> [Records shown]:

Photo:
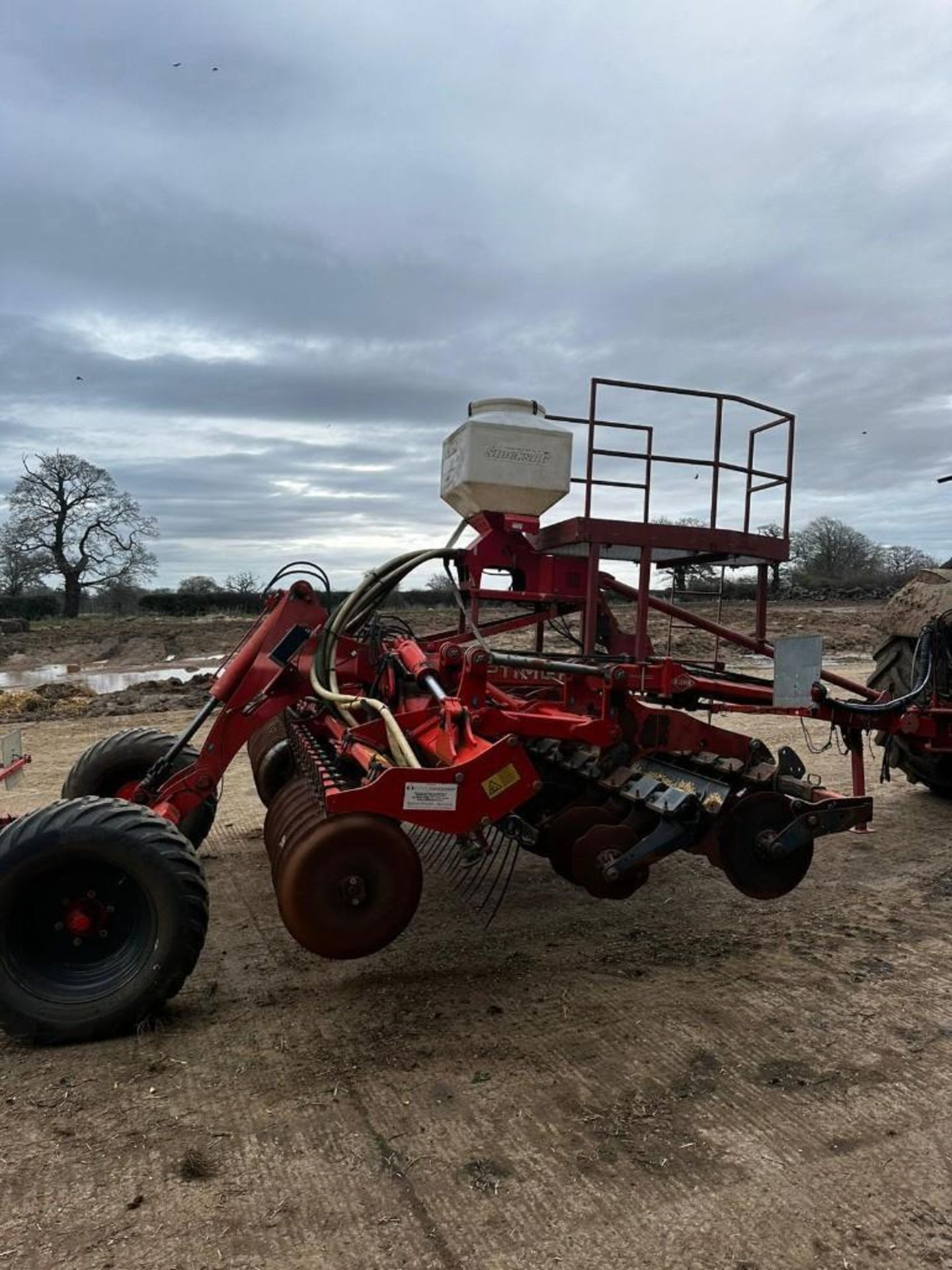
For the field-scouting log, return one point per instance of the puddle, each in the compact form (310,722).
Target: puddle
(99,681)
--
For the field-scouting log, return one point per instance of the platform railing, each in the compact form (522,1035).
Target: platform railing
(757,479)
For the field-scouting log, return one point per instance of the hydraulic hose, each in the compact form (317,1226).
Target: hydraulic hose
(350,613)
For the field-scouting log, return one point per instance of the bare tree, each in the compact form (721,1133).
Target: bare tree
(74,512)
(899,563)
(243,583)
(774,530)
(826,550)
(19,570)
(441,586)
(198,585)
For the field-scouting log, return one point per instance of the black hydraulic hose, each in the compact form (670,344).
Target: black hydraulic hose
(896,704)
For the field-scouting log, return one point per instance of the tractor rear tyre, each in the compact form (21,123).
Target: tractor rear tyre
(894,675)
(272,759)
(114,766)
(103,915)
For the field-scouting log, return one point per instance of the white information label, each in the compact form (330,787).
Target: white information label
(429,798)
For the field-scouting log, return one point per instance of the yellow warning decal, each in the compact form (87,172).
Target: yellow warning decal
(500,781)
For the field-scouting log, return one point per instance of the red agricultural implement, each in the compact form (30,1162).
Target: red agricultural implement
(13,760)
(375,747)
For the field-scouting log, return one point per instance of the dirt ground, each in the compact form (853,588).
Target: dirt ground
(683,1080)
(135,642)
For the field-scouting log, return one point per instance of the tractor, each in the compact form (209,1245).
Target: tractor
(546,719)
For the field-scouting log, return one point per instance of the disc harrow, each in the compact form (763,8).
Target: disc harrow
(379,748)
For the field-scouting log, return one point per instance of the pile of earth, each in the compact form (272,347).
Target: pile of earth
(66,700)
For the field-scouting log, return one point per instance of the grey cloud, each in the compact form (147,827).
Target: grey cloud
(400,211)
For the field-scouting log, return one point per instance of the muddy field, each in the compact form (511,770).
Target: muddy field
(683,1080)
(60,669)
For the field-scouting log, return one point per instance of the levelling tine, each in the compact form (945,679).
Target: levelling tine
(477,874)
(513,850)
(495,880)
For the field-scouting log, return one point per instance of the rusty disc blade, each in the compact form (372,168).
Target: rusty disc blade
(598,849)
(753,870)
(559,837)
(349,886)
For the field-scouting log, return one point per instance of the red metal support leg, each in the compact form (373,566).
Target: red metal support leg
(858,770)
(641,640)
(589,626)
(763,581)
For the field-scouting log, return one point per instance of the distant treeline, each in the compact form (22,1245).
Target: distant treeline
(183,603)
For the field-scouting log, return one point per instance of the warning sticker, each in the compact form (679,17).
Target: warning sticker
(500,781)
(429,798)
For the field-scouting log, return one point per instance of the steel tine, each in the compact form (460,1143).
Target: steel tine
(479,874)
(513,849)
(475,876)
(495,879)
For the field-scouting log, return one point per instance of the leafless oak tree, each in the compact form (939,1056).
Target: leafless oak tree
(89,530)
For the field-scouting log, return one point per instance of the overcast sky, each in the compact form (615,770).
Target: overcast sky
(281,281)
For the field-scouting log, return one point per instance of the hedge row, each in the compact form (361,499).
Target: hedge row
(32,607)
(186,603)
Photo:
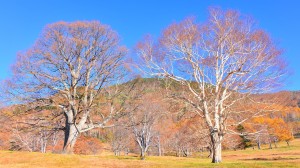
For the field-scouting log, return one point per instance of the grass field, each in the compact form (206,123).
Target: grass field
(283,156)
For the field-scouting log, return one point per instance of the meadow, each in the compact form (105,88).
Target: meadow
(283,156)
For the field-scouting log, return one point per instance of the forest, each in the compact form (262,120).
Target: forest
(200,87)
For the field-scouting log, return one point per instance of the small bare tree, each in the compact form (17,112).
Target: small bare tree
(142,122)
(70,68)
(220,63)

> [What this task involves]: Only the lines above from the line containing "Target: dirt ground" through the line containing "compact form (373,566)." should be retyped, exactly and with both ends included.

> [Solution to the exercise]:
Target: dirt ground
(683,1080)
(135,642)
For the field-scouting log, return one point per instance of the tractor, each in the compact form (209,1245).
Target: tractor
(546,719)
For the field-scouting log, return one point per instance of the disc harrow, each in the compact form (763,8).
Target: disc harrow
(379,748)
For the field-scouting log, return one point per instance of the pile of earth, each in the compact form (272,347).
Target: pile of earth
(66,700)
For the field-scouting log, return one point per instance of the grey cloud, each in the compact form (147,827).
Target: grey cloud
(400,211)
For the field-scouting log, return one point per instance of the muddy field, each in the compact form (511,770).
Target: muddy field
(683,1080)
(60,669)
For the field-scouting log, return one point per instance of the levelling tine, each in the compact form (945,679).
Target: levelling tine
(477,874)
(513,850)
(495,880)
For the field-scouting log, return one point per instance of the rusty disc blade, each in the compact form (372,168).
Target: rusty disc blade
(598,849)
(753,870)
(559,837)
(349,886)
For the field-scouting log, return one point per instance of the red metal support leg, each in the compact form (373,566).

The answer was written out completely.